■ **TASKS AND EXERCISES**
1. Transcribe the passage on AutomationBench from "The Problem" up to and including "even start experimentation.".
2. Format the Stored data records as a numbered list, from their first line up to and including the line with "[633,433,694,532]", leaving out blank lines.

How Zapier Used Lab to Build AutomationBench
Zapier connects over 9,000 apps into automated workflows, helping millions of businesses replace repetitive manual work with reliable, trigger-based automation. AI agents increasingly need to take real actions inside these workflows: reading data from one app, making decisions, and writing results to another. Zapier's platform sits at the center of what enterprise AI actually looks like in practice.
Existing benchmarks for long-horizon tool use evaluate models on isolated capabilities like calling APIs, following multi-step instructions, and navigating single applications. But real automation requires all of these at once. An agent has to discover and authenticate against unfamiliar APIs, coordinate actions across multiple applications, and follow business-specific policies about what it can and cannot do, all within a single workflow. No existing benchmark tested this real world combination. Zapier's launch of AutomationBench fills that gap.
The Problem
A good benchmark needs more than a set of tasks and expected answers. Each task requires a realistic environment: sandboxed applications, APIs, and verifiers that can tell the difference between a correct solution and one that just looks correct. Building this infrastructure from scratch would take weeks of engineering before a team can even start experimentation.

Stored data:
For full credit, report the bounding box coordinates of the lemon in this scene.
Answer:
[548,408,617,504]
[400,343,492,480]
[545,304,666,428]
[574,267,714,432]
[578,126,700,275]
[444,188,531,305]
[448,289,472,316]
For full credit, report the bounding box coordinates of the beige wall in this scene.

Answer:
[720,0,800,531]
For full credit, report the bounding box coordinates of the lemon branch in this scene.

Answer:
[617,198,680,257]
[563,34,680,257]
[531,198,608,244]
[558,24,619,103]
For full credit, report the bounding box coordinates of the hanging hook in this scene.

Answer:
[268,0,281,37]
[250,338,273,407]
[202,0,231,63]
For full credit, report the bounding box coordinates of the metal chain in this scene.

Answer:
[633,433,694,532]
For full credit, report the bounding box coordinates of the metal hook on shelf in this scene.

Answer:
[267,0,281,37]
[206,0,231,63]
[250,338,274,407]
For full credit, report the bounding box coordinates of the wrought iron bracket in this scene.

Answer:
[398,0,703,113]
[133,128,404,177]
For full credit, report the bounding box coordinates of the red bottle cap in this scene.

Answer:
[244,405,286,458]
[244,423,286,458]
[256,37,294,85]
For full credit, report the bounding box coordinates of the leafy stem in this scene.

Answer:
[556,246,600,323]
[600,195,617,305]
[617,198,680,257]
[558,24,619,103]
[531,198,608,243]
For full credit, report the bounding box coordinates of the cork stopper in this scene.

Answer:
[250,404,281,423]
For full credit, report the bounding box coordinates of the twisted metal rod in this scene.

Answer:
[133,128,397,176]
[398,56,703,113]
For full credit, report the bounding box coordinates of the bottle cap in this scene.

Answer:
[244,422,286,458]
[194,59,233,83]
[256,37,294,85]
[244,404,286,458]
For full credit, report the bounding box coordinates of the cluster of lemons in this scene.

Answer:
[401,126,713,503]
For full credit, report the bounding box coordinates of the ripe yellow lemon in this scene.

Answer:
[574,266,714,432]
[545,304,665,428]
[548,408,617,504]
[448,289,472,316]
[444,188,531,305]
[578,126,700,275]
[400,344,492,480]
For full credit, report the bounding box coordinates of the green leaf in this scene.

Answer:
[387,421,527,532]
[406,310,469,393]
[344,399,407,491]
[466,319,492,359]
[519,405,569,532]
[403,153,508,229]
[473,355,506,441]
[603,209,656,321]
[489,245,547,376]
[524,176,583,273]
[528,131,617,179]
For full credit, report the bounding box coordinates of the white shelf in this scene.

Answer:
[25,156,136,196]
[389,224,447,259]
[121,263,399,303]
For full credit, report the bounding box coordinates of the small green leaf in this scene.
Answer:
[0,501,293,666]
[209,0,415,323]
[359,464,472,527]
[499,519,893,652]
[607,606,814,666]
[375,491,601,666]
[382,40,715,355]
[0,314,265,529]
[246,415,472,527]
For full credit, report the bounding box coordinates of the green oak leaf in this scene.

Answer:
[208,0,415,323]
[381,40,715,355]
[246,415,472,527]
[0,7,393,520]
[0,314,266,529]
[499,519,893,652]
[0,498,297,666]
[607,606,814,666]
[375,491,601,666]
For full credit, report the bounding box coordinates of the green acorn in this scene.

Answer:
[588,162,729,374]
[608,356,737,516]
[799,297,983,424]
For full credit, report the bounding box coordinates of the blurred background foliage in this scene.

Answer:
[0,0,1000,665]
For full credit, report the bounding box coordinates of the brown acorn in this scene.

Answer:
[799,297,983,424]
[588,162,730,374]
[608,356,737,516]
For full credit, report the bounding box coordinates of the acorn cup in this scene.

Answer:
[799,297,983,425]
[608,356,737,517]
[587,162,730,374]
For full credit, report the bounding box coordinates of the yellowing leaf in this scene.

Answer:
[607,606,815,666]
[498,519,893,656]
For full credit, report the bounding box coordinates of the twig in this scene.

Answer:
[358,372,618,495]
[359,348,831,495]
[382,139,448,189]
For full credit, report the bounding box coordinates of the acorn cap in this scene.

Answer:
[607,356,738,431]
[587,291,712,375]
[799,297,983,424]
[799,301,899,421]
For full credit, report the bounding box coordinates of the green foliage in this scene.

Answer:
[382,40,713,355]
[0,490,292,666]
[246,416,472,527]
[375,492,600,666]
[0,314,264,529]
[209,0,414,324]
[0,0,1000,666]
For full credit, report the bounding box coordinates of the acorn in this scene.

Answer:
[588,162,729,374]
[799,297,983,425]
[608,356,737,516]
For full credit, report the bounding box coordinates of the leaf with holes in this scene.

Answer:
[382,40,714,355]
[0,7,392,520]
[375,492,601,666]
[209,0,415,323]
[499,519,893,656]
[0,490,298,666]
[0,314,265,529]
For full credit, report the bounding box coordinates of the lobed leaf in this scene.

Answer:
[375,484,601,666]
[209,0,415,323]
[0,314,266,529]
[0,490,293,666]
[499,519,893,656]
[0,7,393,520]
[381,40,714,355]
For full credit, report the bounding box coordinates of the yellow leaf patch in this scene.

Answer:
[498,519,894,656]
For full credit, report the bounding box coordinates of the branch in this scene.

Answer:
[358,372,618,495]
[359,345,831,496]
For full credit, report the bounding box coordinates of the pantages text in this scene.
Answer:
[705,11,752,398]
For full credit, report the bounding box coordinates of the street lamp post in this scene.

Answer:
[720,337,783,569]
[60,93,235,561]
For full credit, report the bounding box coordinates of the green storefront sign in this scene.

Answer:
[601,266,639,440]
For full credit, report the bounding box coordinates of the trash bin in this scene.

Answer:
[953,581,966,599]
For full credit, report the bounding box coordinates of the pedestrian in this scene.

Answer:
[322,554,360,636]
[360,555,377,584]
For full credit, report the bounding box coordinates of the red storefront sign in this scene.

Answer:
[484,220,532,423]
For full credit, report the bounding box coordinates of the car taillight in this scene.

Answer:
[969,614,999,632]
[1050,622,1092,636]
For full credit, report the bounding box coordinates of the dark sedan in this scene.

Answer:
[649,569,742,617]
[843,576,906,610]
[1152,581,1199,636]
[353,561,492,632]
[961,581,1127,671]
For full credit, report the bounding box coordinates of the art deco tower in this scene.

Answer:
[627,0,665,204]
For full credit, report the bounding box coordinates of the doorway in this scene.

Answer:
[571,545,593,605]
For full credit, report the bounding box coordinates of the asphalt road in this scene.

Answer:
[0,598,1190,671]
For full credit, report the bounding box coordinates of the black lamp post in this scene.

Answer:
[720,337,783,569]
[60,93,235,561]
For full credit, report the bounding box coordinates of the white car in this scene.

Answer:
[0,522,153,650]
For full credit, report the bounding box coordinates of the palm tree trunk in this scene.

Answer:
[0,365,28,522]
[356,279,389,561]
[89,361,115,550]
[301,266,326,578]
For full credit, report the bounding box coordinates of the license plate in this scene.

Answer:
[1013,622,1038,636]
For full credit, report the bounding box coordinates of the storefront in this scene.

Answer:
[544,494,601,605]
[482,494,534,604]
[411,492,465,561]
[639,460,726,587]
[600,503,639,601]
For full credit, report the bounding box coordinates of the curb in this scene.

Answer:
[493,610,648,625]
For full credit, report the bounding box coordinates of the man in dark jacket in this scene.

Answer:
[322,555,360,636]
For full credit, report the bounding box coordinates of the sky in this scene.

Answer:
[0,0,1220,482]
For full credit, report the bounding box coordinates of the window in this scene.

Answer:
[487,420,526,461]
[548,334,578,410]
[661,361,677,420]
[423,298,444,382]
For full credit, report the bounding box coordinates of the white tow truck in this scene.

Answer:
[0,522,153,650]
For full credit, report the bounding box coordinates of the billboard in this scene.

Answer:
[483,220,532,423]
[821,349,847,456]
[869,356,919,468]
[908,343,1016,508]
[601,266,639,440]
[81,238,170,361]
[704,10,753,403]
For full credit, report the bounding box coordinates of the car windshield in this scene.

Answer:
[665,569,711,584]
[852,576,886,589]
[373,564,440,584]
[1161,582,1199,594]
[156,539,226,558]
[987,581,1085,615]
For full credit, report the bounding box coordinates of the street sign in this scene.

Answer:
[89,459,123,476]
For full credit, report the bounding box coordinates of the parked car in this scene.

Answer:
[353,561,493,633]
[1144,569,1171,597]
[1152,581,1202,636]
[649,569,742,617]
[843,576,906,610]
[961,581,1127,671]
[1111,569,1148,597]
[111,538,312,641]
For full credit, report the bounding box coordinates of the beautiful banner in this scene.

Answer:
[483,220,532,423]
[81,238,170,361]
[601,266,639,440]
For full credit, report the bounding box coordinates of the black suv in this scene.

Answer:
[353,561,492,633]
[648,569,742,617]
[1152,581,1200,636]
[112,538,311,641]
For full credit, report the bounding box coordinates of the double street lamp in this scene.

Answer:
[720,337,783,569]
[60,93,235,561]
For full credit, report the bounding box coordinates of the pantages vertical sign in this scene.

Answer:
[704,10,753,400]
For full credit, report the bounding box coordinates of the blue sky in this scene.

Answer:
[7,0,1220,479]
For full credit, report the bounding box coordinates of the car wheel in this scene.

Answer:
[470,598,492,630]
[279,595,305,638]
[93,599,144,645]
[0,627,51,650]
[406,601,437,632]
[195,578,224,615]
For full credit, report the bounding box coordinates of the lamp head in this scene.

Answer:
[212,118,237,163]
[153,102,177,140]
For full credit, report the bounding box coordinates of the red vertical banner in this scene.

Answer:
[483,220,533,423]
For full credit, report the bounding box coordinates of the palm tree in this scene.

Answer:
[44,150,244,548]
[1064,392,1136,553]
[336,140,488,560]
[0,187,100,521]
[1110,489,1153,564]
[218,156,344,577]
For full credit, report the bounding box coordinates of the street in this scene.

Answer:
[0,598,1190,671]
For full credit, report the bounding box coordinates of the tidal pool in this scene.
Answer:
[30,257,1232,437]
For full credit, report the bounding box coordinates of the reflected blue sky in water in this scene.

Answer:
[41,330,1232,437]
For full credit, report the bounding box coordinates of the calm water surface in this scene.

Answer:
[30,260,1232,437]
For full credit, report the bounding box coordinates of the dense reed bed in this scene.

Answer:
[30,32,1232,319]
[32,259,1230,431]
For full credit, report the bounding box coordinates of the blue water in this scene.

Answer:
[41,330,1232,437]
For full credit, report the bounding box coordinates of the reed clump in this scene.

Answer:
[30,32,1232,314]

■ **CORRECT ANSWERS**
1.
The Problem
A good benchmark needs more than a set of tasks and expected answers. Each task requires a realistic environment: sandboxed applications, APIs, and verifiers that can tell the difference between a correct solution and one that just looks correct. Building this infrastructure from scratch would take weeks of engineering before a team can even start experimentation.

2.
1. For full credit, report the bounding box coordinates of the lemon in this scene.
2. Answer:
3. [548,408,617,504]
4. [400,343,492,480]
5. [545,304,666,428]
6. [574,267,714,432]
7. [578,126,700,275]
8. [444,188,531,305]
9. [448,289,472,316]
10. For full credit, report the bounding box coordinates of the beige wall in this scene.
11. Answer:
12. [720,0,800,531]
13. For full credit, report the bounding box coordinates of the lemon branch in this scene.
14. Answer:
15. [617,198,680,257]
16. [563,34,680,257]
17. [531,198,608,244]
18. [558,24,619,103]
19. For full credit, report the bounding box coordinates of the hanging hook in this scene.
20. Answer:
21. [268,0,281,37]
22. [250,338,273,407]
23. [202,0,231,63]
24. For full credit, report the bounding box coordinates of the metal chain in this scene.
25. Answer:
26. [633,433,694,532]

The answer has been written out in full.